*** Given information ***
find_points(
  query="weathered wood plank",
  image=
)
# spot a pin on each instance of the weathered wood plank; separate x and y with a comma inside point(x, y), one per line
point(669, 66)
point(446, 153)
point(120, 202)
***
*** Given information ***
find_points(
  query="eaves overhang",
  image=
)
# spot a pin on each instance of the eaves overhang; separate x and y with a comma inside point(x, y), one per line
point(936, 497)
***
*** Given information ***
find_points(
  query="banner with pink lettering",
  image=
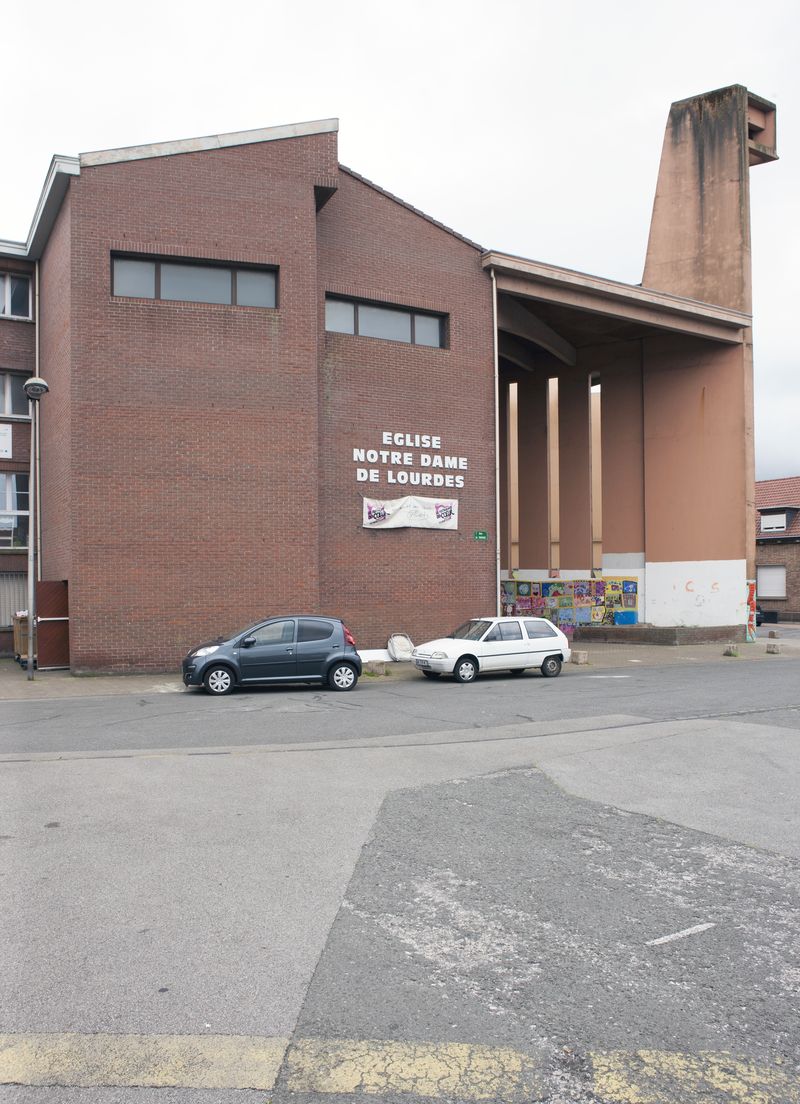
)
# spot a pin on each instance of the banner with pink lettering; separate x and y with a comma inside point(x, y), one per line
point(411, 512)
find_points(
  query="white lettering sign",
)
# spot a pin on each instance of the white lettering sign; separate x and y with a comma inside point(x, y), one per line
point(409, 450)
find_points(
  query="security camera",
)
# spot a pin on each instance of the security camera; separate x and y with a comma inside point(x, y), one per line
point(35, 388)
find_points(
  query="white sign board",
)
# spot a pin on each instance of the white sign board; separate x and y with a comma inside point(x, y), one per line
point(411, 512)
***
* [Exercise instructions]: Identify each line in the items above that contains the word "white" and copy it out in full. Treat uppercase and lowercase as different.

* [Answer for this exercise]:
  query="white lettering sign",
# spot a pin on each instance of the white lettering sign; separate x and y with a comma inside point(x, y), one per line
  query="white sign board",
# spot a pin on each instance of the white sign board; separate x and y with a comma inside point(x, y), one per line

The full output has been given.